• _WHAT IS EXPECTED_:
Filter the data for lines with the word "shoreline" and copy those lines.

• _PROVIDED RECORDS_:
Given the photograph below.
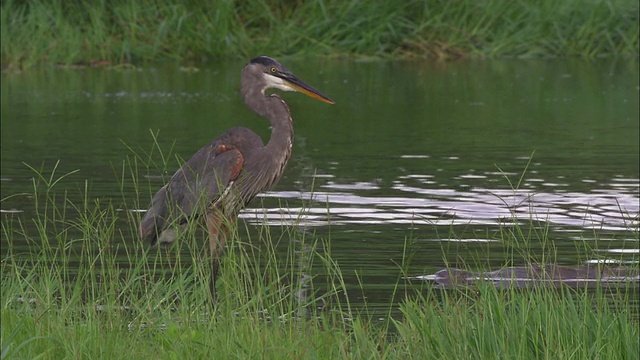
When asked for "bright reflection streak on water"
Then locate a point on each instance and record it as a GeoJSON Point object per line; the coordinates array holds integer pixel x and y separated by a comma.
{"type": "Point", "coordinates": [603, 209]}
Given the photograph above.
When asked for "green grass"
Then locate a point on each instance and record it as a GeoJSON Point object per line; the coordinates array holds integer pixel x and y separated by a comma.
{"type": "Point", "coordinates": [127, 31]}
{"type": "Point", "coordinates": [86, 288]}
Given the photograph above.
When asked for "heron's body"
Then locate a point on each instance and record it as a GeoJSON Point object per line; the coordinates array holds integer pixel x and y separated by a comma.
{"type": "Point", "coordinates": [223, 176]}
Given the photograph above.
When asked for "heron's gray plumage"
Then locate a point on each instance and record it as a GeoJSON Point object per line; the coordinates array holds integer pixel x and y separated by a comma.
{"type": "Point", "coordinates": [223, 176]}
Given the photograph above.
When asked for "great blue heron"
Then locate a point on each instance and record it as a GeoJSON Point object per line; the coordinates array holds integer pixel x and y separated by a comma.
{"type": "Point", "coordinates": [223, 176]}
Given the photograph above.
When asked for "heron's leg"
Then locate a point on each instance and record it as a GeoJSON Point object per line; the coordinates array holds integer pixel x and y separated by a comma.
{"type": "Point", "coordinates": [218, 232]}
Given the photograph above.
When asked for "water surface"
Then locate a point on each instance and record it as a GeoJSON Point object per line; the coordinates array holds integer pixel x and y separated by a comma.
{"type": "Point", "coordinates": [434, 161]}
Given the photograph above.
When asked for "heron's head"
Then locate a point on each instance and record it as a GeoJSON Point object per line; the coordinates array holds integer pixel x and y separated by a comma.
{"type": "Point", "coordinates": [268, 73]}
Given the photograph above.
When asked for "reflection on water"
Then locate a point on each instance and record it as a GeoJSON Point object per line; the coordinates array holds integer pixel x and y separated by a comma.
{"type": "Point", "coordinates": [415, 157]}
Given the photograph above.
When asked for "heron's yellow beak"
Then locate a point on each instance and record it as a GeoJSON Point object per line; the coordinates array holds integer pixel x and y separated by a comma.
{"type": "Point", "coordinates": [298, 85]}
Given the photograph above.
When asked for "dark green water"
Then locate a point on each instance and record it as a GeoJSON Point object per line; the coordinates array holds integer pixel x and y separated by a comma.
{"type": "Point", "coordinates": [415, 157]}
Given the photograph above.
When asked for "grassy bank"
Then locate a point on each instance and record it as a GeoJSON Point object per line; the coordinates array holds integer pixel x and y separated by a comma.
{"type": "Point", "coordinates": [127, 31]}
{"type": "Point", "coordinates": [86, 288]}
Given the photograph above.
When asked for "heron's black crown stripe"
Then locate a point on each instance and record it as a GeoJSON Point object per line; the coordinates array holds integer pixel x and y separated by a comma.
{"type": "Point", "coordinates": [263, 60]}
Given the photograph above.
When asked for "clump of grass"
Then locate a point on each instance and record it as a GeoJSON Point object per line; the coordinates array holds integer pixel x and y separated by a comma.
{"type": "Point", "coordinates": [126, 31]}
{"type": "Point", "coordinates": [86, 288]}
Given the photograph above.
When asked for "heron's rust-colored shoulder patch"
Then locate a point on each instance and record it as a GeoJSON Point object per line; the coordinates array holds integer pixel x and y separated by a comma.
{"type": "Point", "coordinates": [235, 162]}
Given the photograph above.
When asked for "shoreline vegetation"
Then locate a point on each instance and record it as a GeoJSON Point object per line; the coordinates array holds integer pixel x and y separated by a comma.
{"type": "Point", "coordinates": [86, 287]}
{"type": "Point", "coordinates": [111, 33]}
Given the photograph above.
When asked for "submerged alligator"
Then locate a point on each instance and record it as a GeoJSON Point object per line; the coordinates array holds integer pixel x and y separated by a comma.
{"type": "Point", "coordinates": [540, 275]}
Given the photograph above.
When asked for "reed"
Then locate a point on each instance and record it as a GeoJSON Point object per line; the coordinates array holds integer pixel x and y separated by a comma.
{"type": "Point", "coordinates": [126, 31]}
{"type": "Point", "coordinates": [86, 288]}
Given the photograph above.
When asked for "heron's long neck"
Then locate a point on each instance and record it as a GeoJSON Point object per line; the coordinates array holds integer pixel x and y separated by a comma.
{"type": "Point", "coordinates": [276, 110]}
{"type": "Point", "coordinates": [278, 149]}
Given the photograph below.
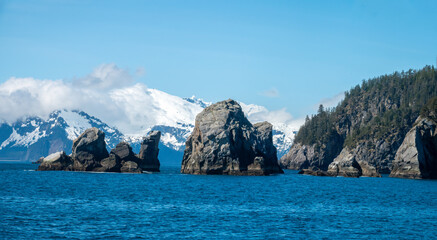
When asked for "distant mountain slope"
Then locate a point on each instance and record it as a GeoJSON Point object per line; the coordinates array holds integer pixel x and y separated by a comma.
{"type": "Point", "coordinates": [29, 139]}
{"type": "Point", "coordinates": [33, 137]}
{"type": "Point", "coordinates": [370, 123]}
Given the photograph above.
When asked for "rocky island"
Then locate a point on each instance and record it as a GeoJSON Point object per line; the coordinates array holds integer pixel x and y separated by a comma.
{"type": "Point", "coordinates": [89, 154]}
{"type": "Point", "coordinates": [225, 142]}
{"type": "Point", "coordinates": [375, 130]}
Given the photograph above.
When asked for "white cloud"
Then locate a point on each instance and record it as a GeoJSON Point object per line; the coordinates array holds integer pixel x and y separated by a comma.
{"type": "Point", "coordinates": [281, 119]}
{"type": "Point", "coordinates": [105, 76]}
{"type": "Point", "coordinates": [271, 93]}
{"type": "Point", "coordinates": [109, 93]}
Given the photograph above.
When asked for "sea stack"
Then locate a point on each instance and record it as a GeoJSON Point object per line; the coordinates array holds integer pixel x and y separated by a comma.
{"type": "Point", "coordinates": [417, 156]}
{"type": "Point", "coordinates": [225, 142]}
{"type": "Point", "coordinates": [89, 154]}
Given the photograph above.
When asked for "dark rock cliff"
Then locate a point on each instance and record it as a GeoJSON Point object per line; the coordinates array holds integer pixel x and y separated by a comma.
{"type": "Point", "coordinates": [370, 124]}
{"type": "Point", "coordinates": [89, 154]}
{"type": "Point", "coordinates": [225, 142]}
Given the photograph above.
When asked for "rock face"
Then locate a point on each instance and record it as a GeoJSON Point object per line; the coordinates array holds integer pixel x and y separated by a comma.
{"type": "Point", "coordinates": [417, 156]}
{"type": "Point", "coordinates": [225, 142]}
{"type": "Point", "coordinates": [346, 165]}
{"type": "Point", "coordinates": [370, 123]}
{"type": "Point", "coordinates": [89, 149]}
{"type": "Point", "coordinates": [89, 154]}
{"type": "Point", "coordinates": [315, 156]}
{"type": "Point", "coordinates": [149, 152]}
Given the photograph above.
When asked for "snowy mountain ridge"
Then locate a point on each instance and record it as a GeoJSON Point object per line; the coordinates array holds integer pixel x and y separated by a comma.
{"type": "Point", "coordinates": [33, 137]}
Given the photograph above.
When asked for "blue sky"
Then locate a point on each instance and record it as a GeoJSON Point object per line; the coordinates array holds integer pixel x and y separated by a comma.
{"type": "Point", "coordinates": [280, 54]}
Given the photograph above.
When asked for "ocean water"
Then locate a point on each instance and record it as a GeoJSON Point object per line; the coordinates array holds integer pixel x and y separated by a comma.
{"type": "Point", "coordinates": [75, 205]}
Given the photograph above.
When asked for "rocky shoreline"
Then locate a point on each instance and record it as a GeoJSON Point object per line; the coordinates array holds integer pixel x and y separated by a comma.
{"type": "Point", "coordinates": [224, 142]}
{"type": "Point", "coordinates": [89, 154]}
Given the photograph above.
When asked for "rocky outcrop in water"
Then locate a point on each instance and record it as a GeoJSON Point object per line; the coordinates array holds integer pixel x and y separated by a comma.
{"type": "Point", "coordinates": [90, 154]}
{"type": "Point", "coordinates": [88, 150]}
{"type": "Point", "coordinates": [225, 142]}
{"type": "Point", "coordinates": [149, 152]}
{"type": "Point", "coordinates": [417, 156]}
{"type": "Point", "coordinates": [346, 165]}
{"type": "Point", "coordinates": [366, 129]}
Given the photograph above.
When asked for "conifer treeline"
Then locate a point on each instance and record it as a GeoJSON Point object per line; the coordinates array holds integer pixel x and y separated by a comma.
{"type": "Point", "coordinates": [383, 104]}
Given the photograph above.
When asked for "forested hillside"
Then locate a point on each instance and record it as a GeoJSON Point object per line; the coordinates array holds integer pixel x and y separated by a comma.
{"type": "Point", "coordinates": [370, 122]}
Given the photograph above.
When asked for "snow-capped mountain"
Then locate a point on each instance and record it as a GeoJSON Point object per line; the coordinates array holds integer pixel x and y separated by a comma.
{"type": "Point", "coordinates": [33, 137]}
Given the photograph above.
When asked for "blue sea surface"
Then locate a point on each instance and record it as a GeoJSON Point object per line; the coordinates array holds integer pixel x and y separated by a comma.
{"type": "Point", "coordinates": [78, 205]}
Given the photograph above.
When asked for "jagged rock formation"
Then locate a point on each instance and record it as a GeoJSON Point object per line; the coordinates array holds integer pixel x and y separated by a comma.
{"type": "Point", "coordinates": [225, 142]}
{"type": "Point", "coordinates": [88, 150]}
{"type": "Point", "coordinates": [370, 124]}
{"type": "Point", "coordinates": [346, 165]}
{"type": "Point", "coordinates": [149, 151]}
{"type": "Point", "coordinates": [89, 154]}
{"type": "Point", "coordinates": [417, 156]}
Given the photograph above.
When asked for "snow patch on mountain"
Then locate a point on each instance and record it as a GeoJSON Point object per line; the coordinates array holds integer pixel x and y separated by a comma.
{"type": "Point", "coordinates": [15, 139]}
{"type": "Point", "coordinates": [76, 124]}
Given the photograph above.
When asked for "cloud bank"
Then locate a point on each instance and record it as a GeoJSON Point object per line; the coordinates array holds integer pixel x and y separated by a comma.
{"type": "Point", "coordinates": [111, 94]}
{"type": "Point", "coordinates": [271, 93]}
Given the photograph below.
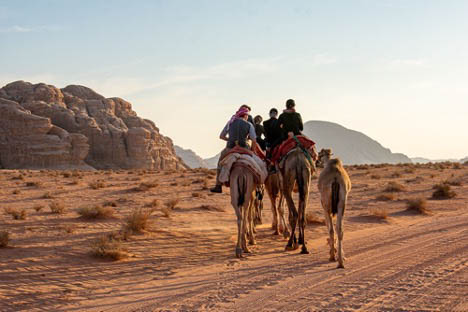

• _EXERCISE RESULT_:
When asked for "shoreline vegetation"
When asked for "rocky shoreline"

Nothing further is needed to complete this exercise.